### Instructions to follow
When the material ends, stop; until then, set down every line exactly.
▬▬▬▬▬▬▬▬▬▬
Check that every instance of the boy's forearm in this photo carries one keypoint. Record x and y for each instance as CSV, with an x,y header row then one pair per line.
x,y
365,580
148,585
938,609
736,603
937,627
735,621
▬▬▬▬▬▬▬▬▬▬
### Result of the exercise
Check that every instance of the boy's forearm in this photo carries one keypoint. Record x and y for each instance as CSV, with an x,y header row then one pair per line.
x,y
365,580
148,585
938,609
736,603
937,627
735,621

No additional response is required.